▶ **What the exercise asks**
Exact copies are required of the lines from the line containing "In this exercise you will annotate each instance of the crop" through the final line of the listing, both included, and of no other lines.

▶ **Data for this exercise**
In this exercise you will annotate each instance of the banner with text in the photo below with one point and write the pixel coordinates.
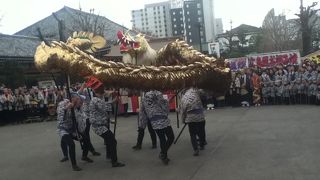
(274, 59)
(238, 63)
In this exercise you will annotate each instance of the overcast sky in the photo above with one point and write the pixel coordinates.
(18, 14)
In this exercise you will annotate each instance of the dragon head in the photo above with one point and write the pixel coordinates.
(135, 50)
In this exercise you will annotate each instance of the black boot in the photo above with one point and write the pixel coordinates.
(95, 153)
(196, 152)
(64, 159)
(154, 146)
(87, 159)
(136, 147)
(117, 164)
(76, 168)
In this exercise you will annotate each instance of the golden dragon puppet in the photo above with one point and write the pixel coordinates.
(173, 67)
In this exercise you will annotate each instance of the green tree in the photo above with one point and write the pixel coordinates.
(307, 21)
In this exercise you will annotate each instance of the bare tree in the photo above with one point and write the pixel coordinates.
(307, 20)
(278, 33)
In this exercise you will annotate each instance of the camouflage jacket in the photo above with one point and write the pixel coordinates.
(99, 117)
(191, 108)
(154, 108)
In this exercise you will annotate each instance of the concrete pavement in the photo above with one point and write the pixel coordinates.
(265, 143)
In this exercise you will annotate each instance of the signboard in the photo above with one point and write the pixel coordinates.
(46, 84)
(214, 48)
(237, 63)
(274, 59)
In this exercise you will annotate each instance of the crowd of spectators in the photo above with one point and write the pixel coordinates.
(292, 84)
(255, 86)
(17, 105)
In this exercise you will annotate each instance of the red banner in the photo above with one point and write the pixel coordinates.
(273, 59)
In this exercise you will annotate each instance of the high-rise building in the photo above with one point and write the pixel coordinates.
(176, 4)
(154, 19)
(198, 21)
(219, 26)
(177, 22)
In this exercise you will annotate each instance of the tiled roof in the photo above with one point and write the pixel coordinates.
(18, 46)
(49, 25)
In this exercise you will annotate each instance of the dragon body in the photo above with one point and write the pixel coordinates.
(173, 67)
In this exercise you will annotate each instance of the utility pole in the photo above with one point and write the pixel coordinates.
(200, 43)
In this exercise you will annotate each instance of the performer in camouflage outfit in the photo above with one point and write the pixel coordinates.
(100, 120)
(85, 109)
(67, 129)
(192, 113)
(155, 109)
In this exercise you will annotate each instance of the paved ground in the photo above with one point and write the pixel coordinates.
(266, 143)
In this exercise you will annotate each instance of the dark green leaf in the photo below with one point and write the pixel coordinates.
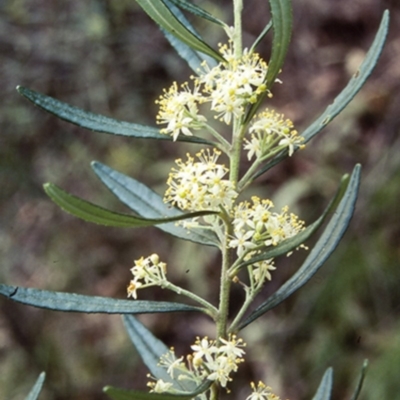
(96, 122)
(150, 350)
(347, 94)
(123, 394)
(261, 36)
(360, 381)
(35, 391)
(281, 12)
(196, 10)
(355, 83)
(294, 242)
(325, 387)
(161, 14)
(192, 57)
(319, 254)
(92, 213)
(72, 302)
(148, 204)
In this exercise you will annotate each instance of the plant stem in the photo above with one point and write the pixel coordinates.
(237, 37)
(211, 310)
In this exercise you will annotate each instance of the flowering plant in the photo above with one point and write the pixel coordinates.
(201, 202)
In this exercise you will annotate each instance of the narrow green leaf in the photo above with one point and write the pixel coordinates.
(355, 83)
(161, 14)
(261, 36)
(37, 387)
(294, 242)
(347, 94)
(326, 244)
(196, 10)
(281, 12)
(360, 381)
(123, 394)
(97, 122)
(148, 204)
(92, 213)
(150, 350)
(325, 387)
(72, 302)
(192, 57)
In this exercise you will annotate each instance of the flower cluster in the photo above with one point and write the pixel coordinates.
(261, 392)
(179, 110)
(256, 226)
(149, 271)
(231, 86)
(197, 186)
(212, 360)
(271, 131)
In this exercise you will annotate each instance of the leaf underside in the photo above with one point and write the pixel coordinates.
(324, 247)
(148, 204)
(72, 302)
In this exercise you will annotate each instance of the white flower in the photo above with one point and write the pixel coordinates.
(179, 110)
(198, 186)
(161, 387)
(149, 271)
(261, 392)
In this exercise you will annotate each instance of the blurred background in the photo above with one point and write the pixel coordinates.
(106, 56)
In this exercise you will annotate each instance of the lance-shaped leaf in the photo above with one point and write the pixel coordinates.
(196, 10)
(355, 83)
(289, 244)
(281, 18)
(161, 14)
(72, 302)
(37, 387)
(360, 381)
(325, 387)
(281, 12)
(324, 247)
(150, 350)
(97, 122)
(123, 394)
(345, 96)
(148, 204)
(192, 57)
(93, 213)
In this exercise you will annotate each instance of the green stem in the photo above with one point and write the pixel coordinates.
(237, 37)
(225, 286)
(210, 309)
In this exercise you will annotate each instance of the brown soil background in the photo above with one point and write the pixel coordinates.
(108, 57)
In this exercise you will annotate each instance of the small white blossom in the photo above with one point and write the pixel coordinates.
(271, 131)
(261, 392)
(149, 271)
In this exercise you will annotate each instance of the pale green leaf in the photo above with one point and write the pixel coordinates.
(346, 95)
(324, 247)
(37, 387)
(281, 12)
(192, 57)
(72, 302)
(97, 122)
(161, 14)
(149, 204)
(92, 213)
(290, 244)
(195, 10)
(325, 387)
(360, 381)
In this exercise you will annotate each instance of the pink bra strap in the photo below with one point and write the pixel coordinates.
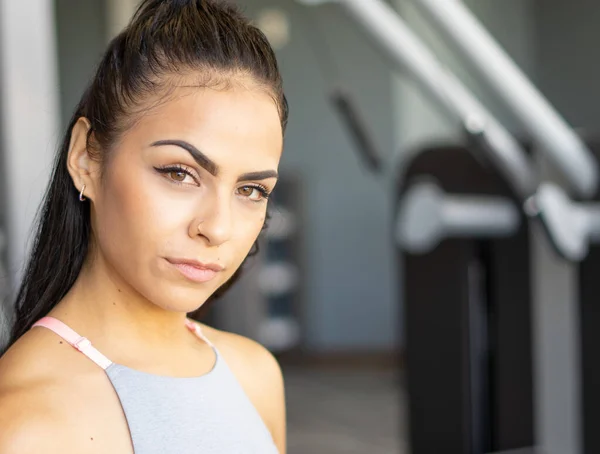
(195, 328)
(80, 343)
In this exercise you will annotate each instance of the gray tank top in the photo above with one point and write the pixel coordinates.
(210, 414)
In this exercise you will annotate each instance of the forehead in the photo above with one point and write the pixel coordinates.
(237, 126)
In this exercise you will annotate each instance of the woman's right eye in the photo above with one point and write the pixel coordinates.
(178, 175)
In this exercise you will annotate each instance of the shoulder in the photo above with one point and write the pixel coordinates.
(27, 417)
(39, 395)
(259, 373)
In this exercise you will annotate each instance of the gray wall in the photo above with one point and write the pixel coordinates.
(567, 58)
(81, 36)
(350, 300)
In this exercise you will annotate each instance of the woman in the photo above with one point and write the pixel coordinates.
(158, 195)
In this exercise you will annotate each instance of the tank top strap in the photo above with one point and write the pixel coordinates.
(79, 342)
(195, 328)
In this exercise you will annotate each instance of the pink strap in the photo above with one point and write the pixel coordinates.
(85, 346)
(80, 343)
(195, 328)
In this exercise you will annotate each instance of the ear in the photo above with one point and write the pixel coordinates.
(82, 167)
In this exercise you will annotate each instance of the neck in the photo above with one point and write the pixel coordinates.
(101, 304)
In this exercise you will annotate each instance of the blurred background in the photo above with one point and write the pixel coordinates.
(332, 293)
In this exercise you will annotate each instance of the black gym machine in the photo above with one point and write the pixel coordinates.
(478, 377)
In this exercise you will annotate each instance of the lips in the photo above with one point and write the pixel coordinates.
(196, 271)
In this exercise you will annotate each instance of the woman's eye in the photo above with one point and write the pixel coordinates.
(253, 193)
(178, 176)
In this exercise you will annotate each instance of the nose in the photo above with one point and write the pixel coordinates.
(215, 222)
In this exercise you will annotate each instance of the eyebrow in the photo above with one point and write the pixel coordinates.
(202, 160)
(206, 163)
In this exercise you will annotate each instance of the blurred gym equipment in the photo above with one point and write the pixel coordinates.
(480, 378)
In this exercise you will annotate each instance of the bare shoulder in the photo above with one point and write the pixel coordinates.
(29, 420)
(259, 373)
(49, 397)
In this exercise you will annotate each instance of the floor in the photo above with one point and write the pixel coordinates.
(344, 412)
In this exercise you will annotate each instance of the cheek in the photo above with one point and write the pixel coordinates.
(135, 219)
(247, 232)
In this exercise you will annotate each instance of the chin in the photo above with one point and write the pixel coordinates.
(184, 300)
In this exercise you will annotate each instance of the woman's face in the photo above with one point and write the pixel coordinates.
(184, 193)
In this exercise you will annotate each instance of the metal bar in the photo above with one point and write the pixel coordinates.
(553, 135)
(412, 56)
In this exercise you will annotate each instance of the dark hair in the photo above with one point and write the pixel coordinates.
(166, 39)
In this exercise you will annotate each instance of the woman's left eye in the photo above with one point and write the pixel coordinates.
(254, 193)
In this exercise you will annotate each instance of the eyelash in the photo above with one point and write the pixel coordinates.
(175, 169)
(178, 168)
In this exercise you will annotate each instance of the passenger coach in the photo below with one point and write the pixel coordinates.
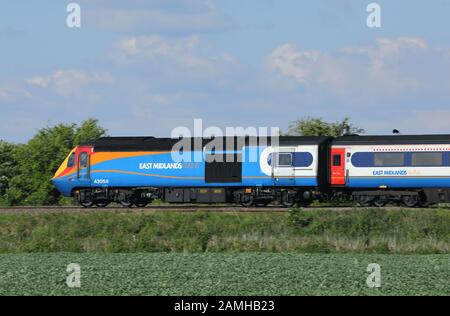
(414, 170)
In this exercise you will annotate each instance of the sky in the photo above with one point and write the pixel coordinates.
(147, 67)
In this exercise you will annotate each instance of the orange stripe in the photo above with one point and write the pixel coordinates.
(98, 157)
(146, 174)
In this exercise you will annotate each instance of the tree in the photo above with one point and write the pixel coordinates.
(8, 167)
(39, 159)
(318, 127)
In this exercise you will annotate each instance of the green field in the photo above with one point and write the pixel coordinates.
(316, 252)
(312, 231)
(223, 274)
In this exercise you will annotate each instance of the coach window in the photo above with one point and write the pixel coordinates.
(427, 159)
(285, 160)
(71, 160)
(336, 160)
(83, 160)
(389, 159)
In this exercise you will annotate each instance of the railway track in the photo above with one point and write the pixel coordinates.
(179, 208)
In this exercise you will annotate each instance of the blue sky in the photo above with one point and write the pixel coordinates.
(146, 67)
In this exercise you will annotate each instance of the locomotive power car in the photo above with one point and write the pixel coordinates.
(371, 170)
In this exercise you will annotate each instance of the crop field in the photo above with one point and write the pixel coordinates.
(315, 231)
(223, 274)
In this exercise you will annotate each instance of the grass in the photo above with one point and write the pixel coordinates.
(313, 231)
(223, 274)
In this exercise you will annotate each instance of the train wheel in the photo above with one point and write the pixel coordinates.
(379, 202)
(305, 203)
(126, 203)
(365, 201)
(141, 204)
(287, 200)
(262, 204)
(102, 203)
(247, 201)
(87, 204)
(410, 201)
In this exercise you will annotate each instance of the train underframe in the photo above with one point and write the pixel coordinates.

▶ **Response**
In this exercise you will annotate each instance of the crop field in the photo above with one point and write the pixel coordinates.
(315, 231)
(223, 274)
In this exercise you will annotate each instance of the grass in the photo above with one point and write the pixel coordinates.
(313, 231)
(223, 274)
In this exercise you will annotate each instance of the train wheel in the photo above with one point and write the pixel coordinates.
(379, 202)
(305, 203)
(126, 203)
(365, 201)
(141, 204)
(287, 200)
(262, 204)
(102, 203)
(247, 201)
(87, 204)
(410, 201)
In this exercise you will annotate each instance of the train underframe in the photo above with one point and write the pixel coordinates.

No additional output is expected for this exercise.